### SOURCE RECORDS
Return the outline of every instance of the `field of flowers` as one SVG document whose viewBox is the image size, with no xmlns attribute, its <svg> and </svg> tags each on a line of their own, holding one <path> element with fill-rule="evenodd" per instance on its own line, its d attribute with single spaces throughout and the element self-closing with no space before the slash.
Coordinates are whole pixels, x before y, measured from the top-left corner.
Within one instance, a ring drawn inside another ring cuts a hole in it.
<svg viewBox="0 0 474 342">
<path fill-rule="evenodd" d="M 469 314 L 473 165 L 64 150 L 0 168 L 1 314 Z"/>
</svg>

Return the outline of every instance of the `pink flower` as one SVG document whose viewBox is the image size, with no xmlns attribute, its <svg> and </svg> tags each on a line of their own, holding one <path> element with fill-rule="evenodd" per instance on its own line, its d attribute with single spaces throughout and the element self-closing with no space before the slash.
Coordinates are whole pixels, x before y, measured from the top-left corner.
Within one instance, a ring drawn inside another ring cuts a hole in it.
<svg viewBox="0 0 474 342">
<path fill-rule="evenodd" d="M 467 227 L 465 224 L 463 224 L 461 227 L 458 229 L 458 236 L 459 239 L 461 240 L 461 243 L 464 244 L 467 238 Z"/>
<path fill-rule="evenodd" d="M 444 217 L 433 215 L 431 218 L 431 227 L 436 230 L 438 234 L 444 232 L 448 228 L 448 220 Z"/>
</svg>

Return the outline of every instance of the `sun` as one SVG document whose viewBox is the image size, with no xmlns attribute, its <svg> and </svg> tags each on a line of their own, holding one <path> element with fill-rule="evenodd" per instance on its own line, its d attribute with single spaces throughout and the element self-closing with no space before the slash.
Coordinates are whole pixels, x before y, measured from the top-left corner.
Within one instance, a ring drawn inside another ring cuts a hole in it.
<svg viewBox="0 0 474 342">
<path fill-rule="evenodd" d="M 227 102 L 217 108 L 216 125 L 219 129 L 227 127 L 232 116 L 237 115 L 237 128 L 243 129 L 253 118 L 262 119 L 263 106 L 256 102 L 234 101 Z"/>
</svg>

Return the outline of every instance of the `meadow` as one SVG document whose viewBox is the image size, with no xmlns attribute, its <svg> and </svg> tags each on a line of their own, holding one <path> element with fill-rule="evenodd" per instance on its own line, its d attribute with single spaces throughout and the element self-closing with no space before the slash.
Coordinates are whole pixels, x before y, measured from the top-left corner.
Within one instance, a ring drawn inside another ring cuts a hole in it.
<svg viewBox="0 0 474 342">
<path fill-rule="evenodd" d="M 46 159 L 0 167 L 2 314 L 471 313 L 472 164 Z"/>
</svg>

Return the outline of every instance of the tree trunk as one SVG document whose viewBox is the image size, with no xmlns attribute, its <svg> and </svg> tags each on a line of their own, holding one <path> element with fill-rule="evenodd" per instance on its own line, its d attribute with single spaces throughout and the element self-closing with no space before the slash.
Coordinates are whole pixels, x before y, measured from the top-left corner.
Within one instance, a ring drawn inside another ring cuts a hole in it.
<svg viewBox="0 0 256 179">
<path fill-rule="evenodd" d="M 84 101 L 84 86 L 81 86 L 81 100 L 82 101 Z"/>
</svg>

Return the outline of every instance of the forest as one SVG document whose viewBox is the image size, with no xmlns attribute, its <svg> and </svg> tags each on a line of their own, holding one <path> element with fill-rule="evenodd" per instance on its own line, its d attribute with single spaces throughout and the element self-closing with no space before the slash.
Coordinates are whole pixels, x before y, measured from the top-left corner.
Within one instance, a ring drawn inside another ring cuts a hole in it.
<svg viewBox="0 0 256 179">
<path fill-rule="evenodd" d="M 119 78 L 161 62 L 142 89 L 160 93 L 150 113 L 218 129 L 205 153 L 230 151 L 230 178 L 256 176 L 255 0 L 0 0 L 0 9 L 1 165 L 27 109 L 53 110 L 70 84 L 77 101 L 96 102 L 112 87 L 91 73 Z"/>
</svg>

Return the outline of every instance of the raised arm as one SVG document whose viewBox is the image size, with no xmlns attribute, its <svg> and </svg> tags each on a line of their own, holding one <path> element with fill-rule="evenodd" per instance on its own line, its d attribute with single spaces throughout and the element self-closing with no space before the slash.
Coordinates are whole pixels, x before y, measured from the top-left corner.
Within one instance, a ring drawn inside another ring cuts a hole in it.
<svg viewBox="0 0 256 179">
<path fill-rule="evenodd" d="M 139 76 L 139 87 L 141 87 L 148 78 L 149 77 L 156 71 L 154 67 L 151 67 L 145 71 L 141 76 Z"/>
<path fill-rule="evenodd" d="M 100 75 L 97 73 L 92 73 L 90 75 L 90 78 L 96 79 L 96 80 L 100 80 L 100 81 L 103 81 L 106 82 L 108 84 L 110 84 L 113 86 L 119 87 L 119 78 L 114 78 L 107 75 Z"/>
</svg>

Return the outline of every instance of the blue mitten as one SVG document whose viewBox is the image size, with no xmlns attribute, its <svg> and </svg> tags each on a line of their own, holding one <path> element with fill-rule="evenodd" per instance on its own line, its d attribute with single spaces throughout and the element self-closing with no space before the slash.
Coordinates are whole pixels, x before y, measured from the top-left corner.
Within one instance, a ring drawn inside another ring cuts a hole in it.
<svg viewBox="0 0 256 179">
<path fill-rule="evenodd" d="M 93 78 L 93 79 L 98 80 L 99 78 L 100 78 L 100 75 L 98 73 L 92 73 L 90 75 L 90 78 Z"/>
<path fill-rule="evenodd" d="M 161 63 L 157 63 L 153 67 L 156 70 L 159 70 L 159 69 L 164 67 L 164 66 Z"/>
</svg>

### TASK DESCRIPTION
Convert the lines from the one containing "Return the outline of every instance of the blue" through the one containing "99 78 L 100", both included, into a Markdown table with the columns Row and Line, giving each line its own numbered row and omitting blank lines.

### EXERCISE RESPONSE
| Row | Line |
|---|---|
| 1 | Return the outline of every instance of the blue mitten as one SVG document whose viewBox is the image size, with no xmlns attribute, its <svg> and </svg> tags each on a line of their own, holding one <path> element with fill-rule="evenodd" per instance on its own line, its d attribute with single spaces throughout and the element self-closing with no space before the slash. |
| 2 | Coordinates are whole pixels, x before y, measured from the top-left corner. |
| 3 | Within one instance, a ring drawn inside another ring cuts a hole in it. |
| 4 | <svg viewBox="0 0 256 179"> |
| 5 | <path fill-rule="evenodd" d="M 93 78 L 93 79 L 98 80 L 99 78 L 100 78 L 100 75 L 98 73 L 92 73 L 90 75 L 90 78 Z"/> |